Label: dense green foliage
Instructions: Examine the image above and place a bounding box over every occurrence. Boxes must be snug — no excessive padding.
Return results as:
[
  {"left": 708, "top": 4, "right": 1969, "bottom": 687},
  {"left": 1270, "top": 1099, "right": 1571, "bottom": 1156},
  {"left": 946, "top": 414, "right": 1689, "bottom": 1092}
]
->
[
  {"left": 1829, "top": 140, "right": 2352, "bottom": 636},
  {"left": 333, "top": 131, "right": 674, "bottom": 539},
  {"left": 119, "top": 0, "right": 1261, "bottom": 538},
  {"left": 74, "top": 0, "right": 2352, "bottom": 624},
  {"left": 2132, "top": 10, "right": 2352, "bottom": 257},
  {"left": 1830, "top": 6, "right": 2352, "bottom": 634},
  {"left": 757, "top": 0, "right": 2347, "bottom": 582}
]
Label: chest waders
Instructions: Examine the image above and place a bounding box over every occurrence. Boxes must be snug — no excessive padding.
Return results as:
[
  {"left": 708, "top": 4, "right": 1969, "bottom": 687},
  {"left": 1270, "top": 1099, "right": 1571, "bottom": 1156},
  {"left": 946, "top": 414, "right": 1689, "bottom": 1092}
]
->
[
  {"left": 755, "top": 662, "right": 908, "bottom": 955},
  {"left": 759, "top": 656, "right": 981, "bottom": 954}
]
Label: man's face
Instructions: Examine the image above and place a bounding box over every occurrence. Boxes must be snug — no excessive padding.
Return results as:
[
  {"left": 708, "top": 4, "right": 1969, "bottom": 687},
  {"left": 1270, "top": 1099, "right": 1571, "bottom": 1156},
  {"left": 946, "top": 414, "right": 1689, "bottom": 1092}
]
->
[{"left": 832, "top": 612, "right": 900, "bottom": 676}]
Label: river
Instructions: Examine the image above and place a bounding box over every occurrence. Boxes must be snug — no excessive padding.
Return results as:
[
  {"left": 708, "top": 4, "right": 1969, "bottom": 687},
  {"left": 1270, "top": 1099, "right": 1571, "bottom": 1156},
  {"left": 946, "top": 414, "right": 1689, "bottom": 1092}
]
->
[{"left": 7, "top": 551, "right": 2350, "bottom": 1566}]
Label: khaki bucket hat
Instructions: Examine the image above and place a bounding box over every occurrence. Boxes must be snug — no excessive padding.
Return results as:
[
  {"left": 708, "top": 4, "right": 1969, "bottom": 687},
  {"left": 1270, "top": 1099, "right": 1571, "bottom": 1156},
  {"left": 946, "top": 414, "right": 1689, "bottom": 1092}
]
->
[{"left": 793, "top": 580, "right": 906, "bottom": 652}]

*****

→ **PROBLEM DETAILS**:
Print the records above again, every one, exactly as written.

→ **ANSWER SPACE**:
Label: dense green foliage
Instructions: Examine the image above and place a bounding box over every occurrence. Boxes must be snug — no excessive padding.
Return results as:
[
  {"left": 708, "top": 4, "right": 1969, "bottom": 687},
  {"left": 1270, "top": 1099, "right": 1571, "bottom": 1156},
  {"left": 946, "top": 414, "right": 1689, "bottom": 1092}
]
->
[
  {"left": 1829, "top": 140, "right": 2352, "bottom": 636},
  {"left": 333, "top": 131, "right": 674, "bottom": 539},
  {"left": 119, "top": 0, "right": 1261, "bottom": 538},
  {"left": 74, "top": 0, "right": 2352, "bottom": 624},
  {"left": 2132, "top": 10, "right": 2352, "bottom": 257},
  {"left": 1830, "top": 6, "right": 2352, "bottom": 634},
  {"left": 757, "top": 0, "right": 2347, "bottom": 582}
]
Label: chest waders
Instructions: Examine the image above and place a bounding box over every occurrence. Boxes must be snug — no excessive padding.
Return results as:
[
  {"left": 708, "top": 4, "right": 1969, "bottom": 687},
  {"left": 1270, "top": 1099, "right": 1571, "bottom": 1156},
  {"left": 946, "top": 414, "right": 1689, "bottom": 1092}
]
->
[
  {"left": 755, "top": 662, "right": 908, "bottom": 955},
  {"left": 759, "top": 656, "right": 981, "bottom": 954}
]
Label: man's face
Instructions: Examine the image above and place a bounding box over every occurrence. Boxes must be snug — no excessive padding.
Return results as:
[
  {"left": 708, "top": 4, "right": 1969, "bottom": 687},
  {"left": 1270, "top": 1099, "right": 1571, "bottom": 1156},
  {"left": 946, "top": 414, "right": 1689, "bottom": 1092}
]
->
[{"left": 832, "top": 612, "right": 900, "bottom": 676}]
Label: river
Instructions: Examine the image above and place a bounding box over every occurrence. Boxes must be snug — no excessive padding.
Return results as:
[
  {"left": 708, "top": 4, "right": 1969, "bottom": 687},
  {"left": 1270, "top": 1099, "right": 1571, "bottom": 1156},
  {"left": 946, "top": 414, "right": 1689, "bottom": 1092}
]
->
[{"left": 7, "top": 551, "right": 2350, "bottom": 1566}]
Label: khaki bucket hat
Instructions: Examine the image above and place a bounding box over every occurrence. Boxes must be snug — no excessive padding.
Return results as:
[
  {"left": 708, "top": 4, "right": 1969, "bottom": 687},
  {"left": 1270, "top": 1099, "right": 1571, "bottom": 1156},
  {"left": 946, "top": 414, "right": 1689, "bottom": 1092}
]
->
[{"left": 793, "top": 580, "right": 906, "bottom": 652}]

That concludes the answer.